• Work instructions
Transcribe all of the records word for word, please, omitting the pictures.

···

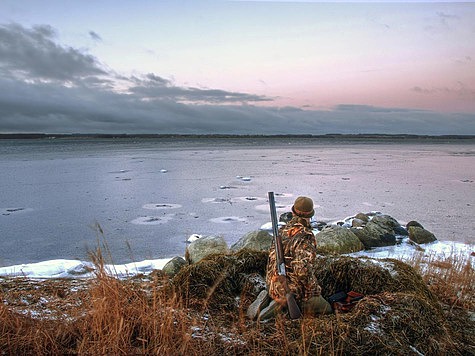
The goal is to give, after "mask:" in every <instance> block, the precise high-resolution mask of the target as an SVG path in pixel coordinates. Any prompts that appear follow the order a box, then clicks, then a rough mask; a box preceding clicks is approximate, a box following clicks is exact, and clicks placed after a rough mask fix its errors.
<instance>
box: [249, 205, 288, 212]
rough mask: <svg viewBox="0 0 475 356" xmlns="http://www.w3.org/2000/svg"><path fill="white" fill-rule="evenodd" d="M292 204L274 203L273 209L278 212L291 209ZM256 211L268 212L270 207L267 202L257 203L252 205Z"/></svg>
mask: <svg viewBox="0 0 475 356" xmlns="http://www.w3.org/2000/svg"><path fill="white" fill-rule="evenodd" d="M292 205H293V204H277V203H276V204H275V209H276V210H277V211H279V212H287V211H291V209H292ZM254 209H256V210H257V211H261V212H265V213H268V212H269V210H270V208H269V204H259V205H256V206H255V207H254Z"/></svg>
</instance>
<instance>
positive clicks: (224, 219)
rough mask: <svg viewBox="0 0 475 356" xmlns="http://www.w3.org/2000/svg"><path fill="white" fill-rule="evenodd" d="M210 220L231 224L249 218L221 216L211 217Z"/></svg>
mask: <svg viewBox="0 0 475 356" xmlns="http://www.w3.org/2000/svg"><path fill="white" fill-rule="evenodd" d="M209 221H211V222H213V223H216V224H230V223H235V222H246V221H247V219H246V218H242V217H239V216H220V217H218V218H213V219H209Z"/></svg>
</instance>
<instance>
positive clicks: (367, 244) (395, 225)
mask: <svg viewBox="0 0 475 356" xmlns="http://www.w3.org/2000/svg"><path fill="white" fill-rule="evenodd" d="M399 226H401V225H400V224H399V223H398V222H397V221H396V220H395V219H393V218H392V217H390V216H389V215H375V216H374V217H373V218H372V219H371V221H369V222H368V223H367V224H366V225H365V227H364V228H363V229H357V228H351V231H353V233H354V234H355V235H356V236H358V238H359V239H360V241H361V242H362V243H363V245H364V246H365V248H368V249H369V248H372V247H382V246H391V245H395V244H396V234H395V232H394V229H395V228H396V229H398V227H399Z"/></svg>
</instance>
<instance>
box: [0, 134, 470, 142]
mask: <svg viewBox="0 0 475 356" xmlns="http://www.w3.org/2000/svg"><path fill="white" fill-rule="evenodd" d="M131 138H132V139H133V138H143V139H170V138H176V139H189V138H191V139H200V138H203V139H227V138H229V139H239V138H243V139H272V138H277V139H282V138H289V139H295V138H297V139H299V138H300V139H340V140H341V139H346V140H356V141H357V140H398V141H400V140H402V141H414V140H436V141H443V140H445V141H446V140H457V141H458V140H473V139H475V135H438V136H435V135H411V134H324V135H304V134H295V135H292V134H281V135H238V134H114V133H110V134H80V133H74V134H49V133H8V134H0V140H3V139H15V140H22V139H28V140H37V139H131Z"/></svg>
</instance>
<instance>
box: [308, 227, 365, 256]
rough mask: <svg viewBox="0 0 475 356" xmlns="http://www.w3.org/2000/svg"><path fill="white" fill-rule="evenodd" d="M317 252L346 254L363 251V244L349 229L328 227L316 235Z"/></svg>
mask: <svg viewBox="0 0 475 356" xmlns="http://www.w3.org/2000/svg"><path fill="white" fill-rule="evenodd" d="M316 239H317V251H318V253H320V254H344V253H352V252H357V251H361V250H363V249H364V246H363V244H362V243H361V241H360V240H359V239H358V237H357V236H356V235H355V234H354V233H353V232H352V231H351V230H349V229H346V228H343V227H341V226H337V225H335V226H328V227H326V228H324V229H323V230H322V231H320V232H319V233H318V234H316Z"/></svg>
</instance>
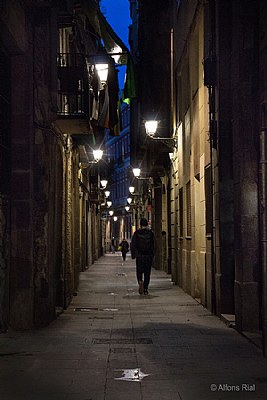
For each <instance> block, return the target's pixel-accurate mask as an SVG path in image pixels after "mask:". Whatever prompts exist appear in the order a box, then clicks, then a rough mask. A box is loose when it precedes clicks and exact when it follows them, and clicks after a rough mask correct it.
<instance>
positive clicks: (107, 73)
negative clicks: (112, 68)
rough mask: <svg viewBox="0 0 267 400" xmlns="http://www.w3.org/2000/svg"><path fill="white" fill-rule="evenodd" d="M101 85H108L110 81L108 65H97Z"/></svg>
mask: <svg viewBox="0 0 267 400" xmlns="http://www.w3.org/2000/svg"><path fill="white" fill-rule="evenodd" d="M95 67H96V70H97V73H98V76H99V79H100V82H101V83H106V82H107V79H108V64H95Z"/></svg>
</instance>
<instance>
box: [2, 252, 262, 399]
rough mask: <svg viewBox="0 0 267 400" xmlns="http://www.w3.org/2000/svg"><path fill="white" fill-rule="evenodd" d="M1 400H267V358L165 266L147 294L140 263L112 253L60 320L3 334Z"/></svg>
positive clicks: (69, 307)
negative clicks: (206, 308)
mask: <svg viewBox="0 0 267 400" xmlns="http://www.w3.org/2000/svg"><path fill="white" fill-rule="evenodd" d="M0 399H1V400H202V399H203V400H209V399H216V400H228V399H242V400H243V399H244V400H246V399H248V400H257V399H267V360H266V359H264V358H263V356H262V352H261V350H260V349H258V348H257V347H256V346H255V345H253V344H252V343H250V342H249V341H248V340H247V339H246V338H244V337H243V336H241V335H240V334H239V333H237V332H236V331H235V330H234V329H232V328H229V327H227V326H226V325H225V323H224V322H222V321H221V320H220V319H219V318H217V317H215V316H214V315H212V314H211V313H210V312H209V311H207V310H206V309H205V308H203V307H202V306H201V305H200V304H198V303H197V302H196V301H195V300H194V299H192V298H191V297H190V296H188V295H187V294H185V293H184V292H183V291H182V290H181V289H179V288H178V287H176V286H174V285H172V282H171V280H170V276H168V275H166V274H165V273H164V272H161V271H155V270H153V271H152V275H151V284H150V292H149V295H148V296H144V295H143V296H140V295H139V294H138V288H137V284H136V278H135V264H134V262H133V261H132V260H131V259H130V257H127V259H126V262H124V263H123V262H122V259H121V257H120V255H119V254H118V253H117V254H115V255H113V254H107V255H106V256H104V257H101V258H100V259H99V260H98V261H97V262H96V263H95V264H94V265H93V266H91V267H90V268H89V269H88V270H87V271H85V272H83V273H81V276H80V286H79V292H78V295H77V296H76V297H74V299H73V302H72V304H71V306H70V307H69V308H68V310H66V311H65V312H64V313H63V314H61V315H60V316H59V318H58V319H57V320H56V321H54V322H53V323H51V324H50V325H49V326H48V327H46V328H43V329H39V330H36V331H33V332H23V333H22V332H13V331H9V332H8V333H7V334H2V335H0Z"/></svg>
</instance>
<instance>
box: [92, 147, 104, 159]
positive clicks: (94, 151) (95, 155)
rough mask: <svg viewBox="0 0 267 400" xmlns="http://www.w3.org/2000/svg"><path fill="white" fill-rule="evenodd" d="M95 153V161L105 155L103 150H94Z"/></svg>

···

• Output of the exercise
The goal is to give, after "mask:" in every <instance> block, the precise high-resolution mask of the target as an SVG path in pixel coordinates. Any prompts that appear follow the order a box, then clicks, then a rough mask; a box preceding clicks is approximate, a box following clicks is exact, and clicks placed after a rough mask fix its errors.
<instance>
box: [249, 205, 288, 212]
rough mask: <svg viewBox="0 0 475 356" xmlns="http://www.w3.org/2000/svg"><path fill="white" fill-rule="evenodd" d="M292 204L274 203L273 209L278 212L291 209ZM256 211L268 212L270 207L267 202L257 203L252 205Z"/></svg>
mask: <svg viewBox="0 0 475 356" xmlns="http://www.w3.org/2000/svg"><path fill="white" fill-rule="evenodd" d="M292 205H293V204H277V203H276V204H275V209H276V210H277V211H279V212H287V211H291V209H292ZM254 209H256V210H257V211H261V212H265V213H268V212H269V210H270V208H269V204H259V205H256V206H255V207H254Z"/></svg>
</instance>
<instance>
positive clicks: (224, 219)
rough mask: <svg viewBox="0 0 475 356" xmlns="http://www.w3.org/2000/svg"><path fill="white" fill-rule="evenodd" d="M210 220L231 224L249 218L221 216L211 217Z"/></svg>
mask: <svg viewBox="0 0 475 356" xmlns="http://www.w3.org/2000/svg"><path fill="white" fill-rule="evenodd" d="M209 221H211V222H213V223H216V224H230V223H235V222H246V221H247V219H246V218H242V217H239V216H220V217H218V218H213V219H209Z"/></svg>
</instance>
<instance>
positive clicks: (367, 244) (395, 225)
mask: <svg viewBox="0 0 475 356" xmlns="http://www.w3.org/2000/svg"><path fill="white" fill-rule="evenodd" d="M399 226H401V225H400V224H399V223H398V222H397V221H396V220H395V219H393V218H392V217H390V216H389V215H375V216H374V217H373V218H372V219H371V221H369V222H368V223H367V224H366V225H365V227H364V228H363V229H357V228H351V231H353V233H354V234H355V235H356V236H358V238H359V239H360V241H361V242H362V243H363V245H364V246H365V248H368V249H369V248H372V247H382V246H391V245H395V244H396V234H395V232H394V229H395V228H396V229H398V227H399Z"/></svg>
</instance>
<instance>
box: [0, 134, 470, 142]
mask: <svg viewBox="0 0 475 356" xmlns="http://www.w3.org/2000/svg"><path fill="white" fill-rule="evenodd" d="M131 138H132V139H133V138H143V139H170V138H176V139H189V138H191V139H200V138H203V139H227V138H229V139H239V138H243V139H272V138H277V139H282V138H289V139H295V138H297V139H299V138H300V139H340V140H341V139H346V140H356V141H357V140H398V141H400V140H402V141H414V140H436V141H443V140H445V141H446V140H457V141H458V140H473V139H475V135H438V136H435V135H411V134H324V135H304V134H295V135H292V134H281V135H238V134H114V133H110V134H80V133H74V134H49V133H8V134H0V140H3V139H15V140H22V139H28V140H37V139H131Z"/></svg>
</instance>
<instance>
box: [308, 227, 365, 256]
rough mask: <svg viewBox="0 0 475 356" xmlns="http://www.w3.org/2000/svg"><path fill="white" fill-rule="evenodd" d="M317 252L346 254L363 251V244L349 229L328 227L316 235Z"/></svg>
mask: <svg viewBox="0 0 475 356" xmlns="http://www.w3.org/2000/svg"><path fill="white" fill-rule="evenodd" d="M316 239H317V251H318V253H320V254H344V253H352V252H357V251H361V250H363V249H364V246H363V244H362V243H361V241H360V240H359V239H358V237H357V236H356V235H355V234H354V233H353V232H352V231H351V230H349V229H346V228H343V227H341V226H337V225H335V226H328V227H326V228H324V229H323V230H322V231H320V232H319V233H318V234H316Z"/></svg>
</instance>
For each <instance> block, return the target's pixel-accurate mask as an SVG path in image pixels after "mask:". Whatever prompts exist appear in the order a box, then clicks, then a rough mask. A box is loose when it precedes clicks and exact when it follows them, and clicks after a rough mask correct it.
<instance>
positive clicks: (107, 73)
negative clicks: (112, 68)
rough mask: <svg viewBox="0 0 267 400" xmlns="http://www.w3.org/2000/svg"><path fill="white" fill-rule="evenodd" d="M101 85H108L110 81L108 65H97Z"/></svg>
mask: <svg viewBox="0 0 267 400" xmlns="http://www.w3.org/2000/svg"><path fill="white" fill-rule="evenodd" d="M95 67H96V70H97V73H98V76H99V79H100V82H101V83H106V82H107V79H108V64H95Z"/></svg>
</instance>
<instance>
box: [2, 252, 262, 399]
rough mask: <svg viewBox="0 0 267 400" xmlns="http://www.w3.org/2000/svg"><path fill="white" fill-rule="evenodd" d="M1 400H267V358L165 266L147 294L140 263L112 253L60 320L3 334Z"/></svg>
positive clicks: (69, 307)
negative clicks: (206, 308)
mask: <svg viewBox="0 0 267 400" xmlns="http://www.w3.org/2000/svg"><path fill="white" fill-rule="evenodd" d="M0 399H1V400H202V399H203V400H209V399H216V400H228V399H242V400H243V399H244V400H246V399H248V400H257V399H267V360H266V359H264V358H263V356H262V352H261V350H260V349H258V348H257V347H256V346H255V345H253V344H252V343H250V342H249V341H248V340H247V339H246V338H244V337H243V336H241V335H240V334H239V333H237V332H236V331H235V330H234V329H232V328H229V327H227V326H226V325H225V323H224V322H222V321H221V320H220V319H219V318H217V317H215V316H214V315H212V314H211V313H210V312H209V311H207V310H206V309H205V308H203V307H202V306H201V305H200V304H198V303H197V302H196V301H195V300H194V299H192V298H191V297H190V296H188V295H187V294H185V293H184V292H183V291H182V290H181V289H179V288H178V287H176V286H174V285H172V282H171V280H170V276H168V275H166V274H165V273H164V272H161V271H155V270H153V271H152V275H151V284H150V292H149V295H148V296H144V295H143V296H140V295H139V294H138V288H137V284H136V278H135V264H134V262H133V261H132V260H131V259H130V257H127V259H126V262H124V263H123V262H122V259H121V257H120V255H119V254H118V253H117V254H115V255H113V254H107V255H106V256H104V257H101V258H100V259H99V260H98V261H97V262H96V263H95V264H94V265H93V266H91V267H90V268H89V269H88V270H87V271H85V272H83V273H81V276H80V286H79V292H78V295H77V296H76V297H74V299H73V302H72V304H71V306H70V307H69V308H68V310H66V311H65V312H64V313H63V314H61V315H60V316H59V318H58V319H57V320H56V321H54V322H53V323H51V324H50V325H49V326H48V327H46V328H43V329H39V330H36V331H33V332H23V333H22V332H13V331H9V332H8V333H7V334H2V335H0Z"/></svg>
</instance>
<instance>
box: [92, 147, 104, 159]
positive clicks: (94, 151) (95, 155)
rough mask: <svg viewBox="0 0 267 400" xmlns="http://www.w3.org/2000/svg"><path fill="white" fill-rule="evenodd" d="M95 153V161L105 155L103 150H94Z"/></svg>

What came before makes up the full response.